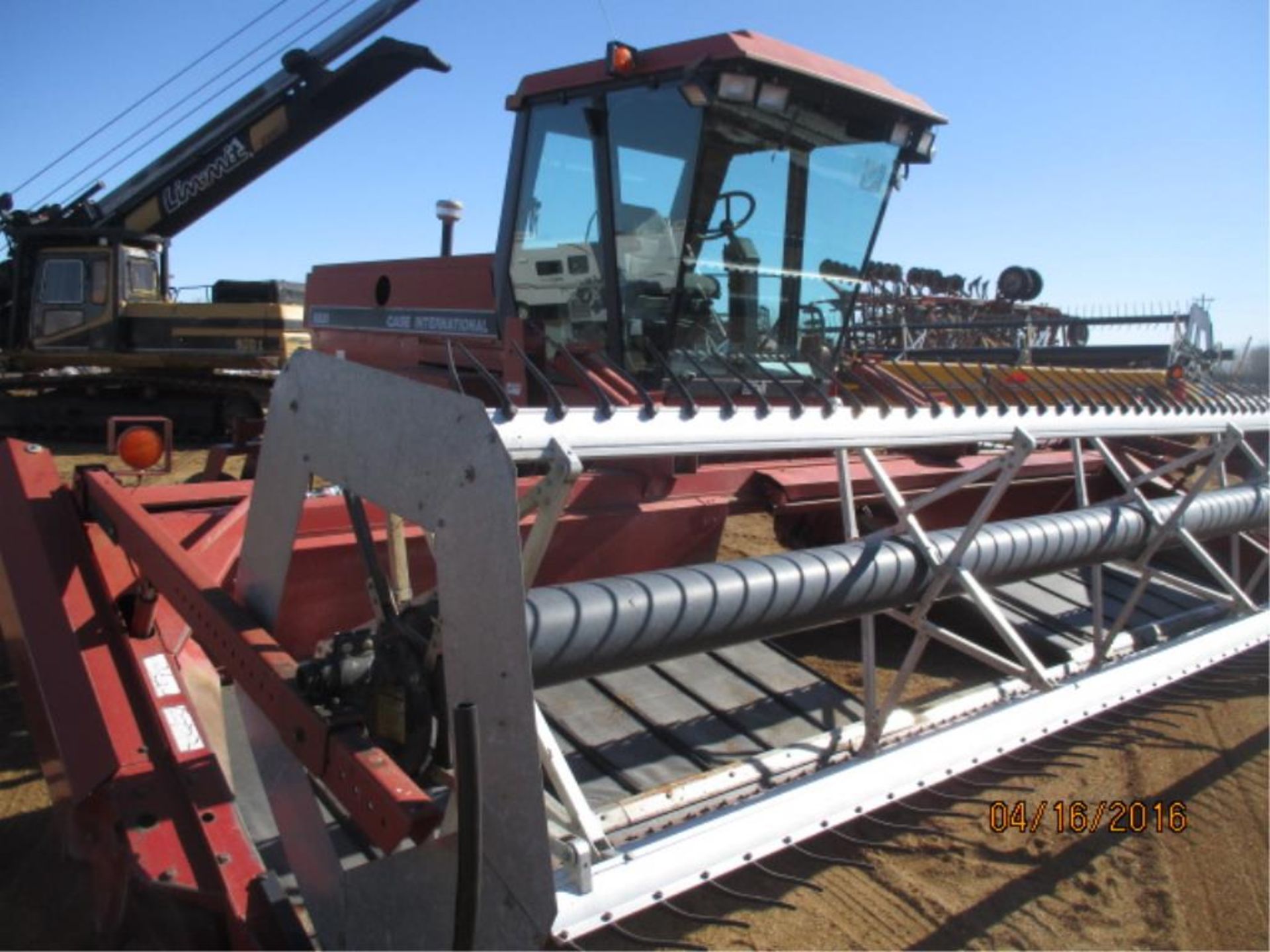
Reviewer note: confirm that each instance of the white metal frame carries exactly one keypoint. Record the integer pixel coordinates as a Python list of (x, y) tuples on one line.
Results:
[(685, 857)]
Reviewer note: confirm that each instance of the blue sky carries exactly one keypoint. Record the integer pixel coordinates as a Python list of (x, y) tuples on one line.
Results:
[(1121, 147)]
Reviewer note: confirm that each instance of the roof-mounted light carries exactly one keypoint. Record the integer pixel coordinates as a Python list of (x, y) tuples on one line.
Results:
[(737, 87), (695, 95), (774, 97), (926, 143), (620, 59)]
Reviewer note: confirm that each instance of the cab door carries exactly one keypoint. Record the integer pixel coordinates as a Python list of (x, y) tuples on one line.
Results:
[(70, 299)]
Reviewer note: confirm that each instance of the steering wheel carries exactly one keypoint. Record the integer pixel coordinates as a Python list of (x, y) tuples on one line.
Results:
[(728, 226)]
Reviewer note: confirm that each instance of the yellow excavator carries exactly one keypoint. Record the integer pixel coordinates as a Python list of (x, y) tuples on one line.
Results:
[(88, 329)]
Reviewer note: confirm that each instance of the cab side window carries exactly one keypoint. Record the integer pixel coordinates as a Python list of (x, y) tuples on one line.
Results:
[(63, 282)]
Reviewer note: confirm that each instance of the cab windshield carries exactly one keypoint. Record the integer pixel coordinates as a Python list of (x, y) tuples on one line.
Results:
[(736, 230)]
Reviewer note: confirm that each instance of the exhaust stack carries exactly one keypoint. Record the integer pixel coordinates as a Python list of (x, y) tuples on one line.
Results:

• _WHAT IS EXPECTED_
Render as a Markdown table every line of the records from the one containing "Reviewer note: confirm that each instance of the cab door" through the end of the records, with columns Row and Line. Leave out blank lines.

• _EXERCISE RESULT_
| Row | Line |
|---|---|
| 1 | Reviewer note: confirm that each instance of the cab door carries exactly one keypoint. Record the integer pixel coordinates as a Python list of (x, y) tuples on one line. |
| 2 | Results: |
| 3 | [(70, 299)] |
| 4 | Reviewer note: confirm that each instance of the steering wheel carries exactly one keypoint. Record the integer pixel coordinates as a Python list of (x, y) tuples on one line. |
| 5 | Results: |
| 6 | [(728, 226)] |
| 7 | Reviewer note: confirm that each instance of the yellow excavator carries exactly one keypoint. Record the integer pixel coordinates as a Python list of (x, y) tuples on one line. |
| 8 | Results: |
| 9 | [(88, 329)] |
| 10 | Reviewer note: confirm that each instance of the cab side window carries exactly one keypoint. Record the integer pixel coordinates as a Python list of (x, y) tuples on one line. |
| 11 | Results: |
| 12 | [(63, 282)] |
| 13 | Reviewer note: confirm that each instance of the cab windshield carries exactly one keypoint. Record the integer pixel coordinates as a Python list of (x, y) tuples on one line. |
| 14 | Results: |
| 15 | [(736, 230)] |
| 16 | Reviewer note: confirm that each instance of the exhaust stack carries exactly one keypoint. Record the integer pixel coordinates as a Python list of (x, y) tuples on one line. |
| 17 | Results: |